◆ Records for this exercise ◆
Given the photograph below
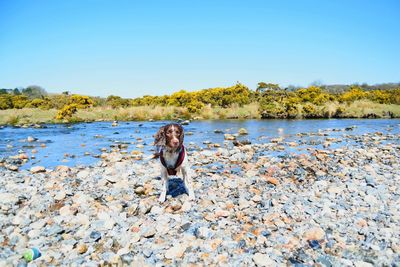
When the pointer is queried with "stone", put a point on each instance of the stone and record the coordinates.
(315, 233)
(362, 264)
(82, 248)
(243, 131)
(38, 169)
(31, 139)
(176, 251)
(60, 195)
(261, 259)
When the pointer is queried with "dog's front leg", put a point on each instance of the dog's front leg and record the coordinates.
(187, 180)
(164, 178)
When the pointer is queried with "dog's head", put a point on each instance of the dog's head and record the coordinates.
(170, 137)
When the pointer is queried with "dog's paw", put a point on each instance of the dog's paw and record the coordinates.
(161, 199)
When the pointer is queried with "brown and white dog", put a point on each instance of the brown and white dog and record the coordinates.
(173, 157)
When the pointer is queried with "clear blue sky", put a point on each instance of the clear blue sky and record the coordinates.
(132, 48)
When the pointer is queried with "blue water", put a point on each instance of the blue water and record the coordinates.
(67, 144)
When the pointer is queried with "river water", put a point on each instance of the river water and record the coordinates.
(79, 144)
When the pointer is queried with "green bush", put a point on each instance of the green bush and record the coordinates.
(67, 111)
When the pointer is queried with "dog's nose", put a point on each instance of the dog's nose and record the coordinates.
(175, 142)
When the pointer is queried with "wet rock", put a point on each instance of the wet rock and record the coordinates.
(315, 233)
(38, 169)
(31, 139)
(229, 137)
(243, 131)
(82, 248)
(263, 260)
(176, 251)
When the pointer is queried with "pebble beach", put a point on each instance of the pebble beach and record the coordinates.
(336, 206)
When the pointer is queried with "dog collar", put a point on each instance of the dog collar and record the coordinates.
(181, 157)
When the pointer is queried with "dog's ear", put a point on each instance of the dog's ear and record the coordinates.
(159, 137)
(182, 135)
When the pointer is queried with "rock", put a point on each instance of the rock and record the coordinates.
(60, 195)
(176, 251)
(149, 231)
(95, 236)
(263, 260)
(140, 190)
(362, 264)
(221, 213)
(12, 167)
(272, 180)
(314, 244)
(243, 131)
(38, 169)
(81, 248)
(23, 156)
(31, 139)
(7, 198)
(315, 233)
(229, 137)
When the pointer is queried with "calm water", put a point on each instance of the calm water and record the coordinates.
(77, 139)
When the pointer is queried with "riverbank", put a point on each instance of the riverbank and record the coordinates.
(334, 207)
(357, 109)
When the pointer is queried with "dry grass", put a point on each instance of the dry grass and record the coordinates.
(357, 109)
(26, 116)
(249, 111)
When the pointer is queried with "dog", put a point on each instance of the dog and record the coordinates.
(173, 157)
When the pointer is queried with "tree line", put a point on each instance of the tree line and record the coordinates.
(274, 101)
...
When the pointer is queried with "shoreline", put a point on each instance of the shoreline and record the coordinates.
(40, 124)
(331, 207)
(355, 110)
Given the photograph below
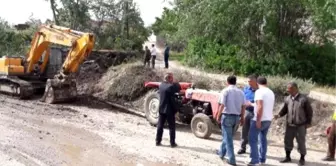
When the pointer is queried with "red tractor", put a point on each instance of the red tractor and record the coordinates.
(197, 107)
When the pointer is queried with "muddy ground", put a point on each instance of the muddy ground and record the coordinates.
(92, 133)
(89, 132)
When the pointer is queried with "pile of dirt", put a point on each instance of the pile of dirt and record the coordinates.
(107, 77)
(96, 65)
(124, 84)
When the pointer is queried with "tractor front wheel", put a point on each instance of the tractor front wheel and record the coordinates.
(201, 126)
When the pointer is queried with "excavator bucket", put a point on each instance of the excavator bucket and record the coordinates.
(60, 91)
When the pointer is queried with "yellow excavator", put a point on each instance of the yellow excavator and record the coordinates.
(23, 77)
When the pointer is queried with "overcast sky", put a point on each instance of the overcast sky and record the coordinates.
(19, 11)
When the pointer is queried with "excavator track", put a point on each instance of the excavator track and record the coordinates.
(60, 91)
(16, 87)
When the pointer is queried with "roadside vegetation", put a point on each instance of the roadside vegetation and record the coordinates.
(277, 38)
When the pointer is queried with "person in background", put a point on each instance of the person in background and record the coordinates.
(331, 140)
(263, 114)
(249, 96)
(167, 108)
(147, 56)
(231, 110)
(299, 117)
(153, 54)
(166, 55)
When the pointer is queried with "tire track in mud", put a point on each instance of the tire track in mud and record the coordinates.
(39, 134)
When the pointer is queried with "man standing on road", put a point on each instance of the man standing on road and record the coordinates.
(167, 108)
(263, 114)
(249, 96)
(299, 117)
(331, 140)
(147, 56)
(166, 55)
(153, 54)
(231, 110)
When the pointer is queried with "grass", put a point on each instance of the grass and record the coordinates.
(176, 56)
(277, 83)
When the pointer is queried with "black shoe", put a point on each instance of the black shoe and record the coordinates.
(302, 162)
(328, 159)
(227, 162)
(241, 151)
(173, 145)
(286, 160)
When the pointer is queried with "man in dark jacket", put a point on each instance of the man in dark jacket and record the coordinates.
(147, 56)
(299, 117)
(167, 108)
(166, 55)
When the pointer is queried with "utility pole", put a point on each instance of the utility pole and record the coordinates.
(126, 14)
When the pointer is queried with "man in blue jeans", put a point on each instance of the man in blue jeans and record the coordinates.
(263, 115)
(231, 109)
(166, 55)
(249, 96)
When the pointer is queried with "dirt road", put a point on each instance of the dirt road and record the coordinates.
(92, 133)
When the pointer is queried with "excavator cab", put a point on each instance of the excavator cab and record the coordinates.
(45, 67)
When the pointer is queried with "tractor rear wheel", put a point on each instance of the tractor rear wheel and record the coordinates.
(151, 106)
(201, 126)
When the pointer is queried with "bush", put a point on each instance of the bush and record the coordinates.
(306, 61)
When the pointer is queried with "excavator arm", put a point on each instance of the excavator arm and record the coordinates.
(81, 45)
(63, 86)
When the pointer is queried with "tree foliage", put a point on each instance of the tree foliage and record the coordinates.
--
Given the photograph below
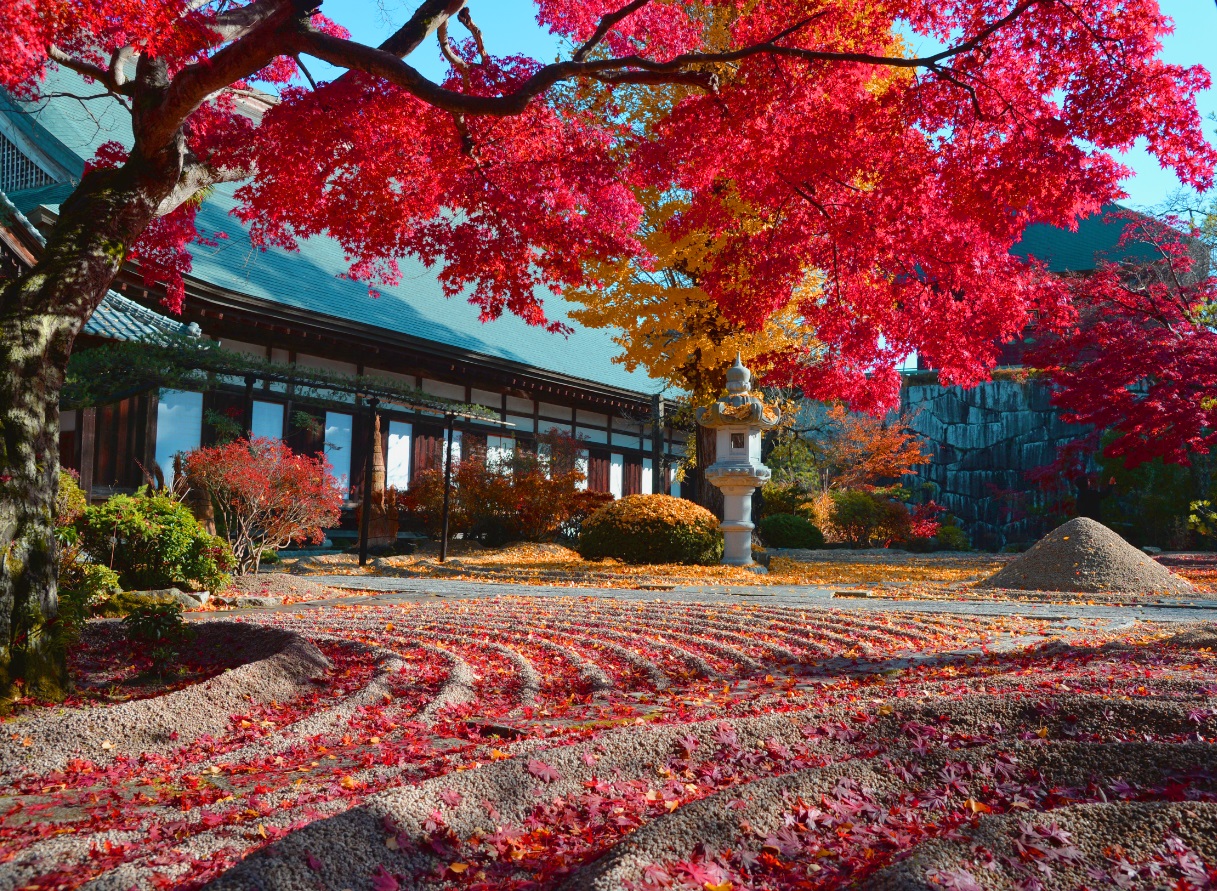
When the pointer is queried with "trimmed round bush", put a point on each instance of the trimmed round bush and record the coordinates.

◆ Task to carry out ◆
List every line of the entries above that contains the word "tractor".

◆ Solution for this exercise ◆
When the pointer is queried with "red tractor", put a point on each instance of the red tractor and record the coordinates.
When the pointer is queried with "tractor front wheel", put a point on each instance of the tractor front wheel and record the coordinates.
When the pointer is queried with "tractor rear wheel", put a point on each instance of the tractor rear wheel and record the coordinates.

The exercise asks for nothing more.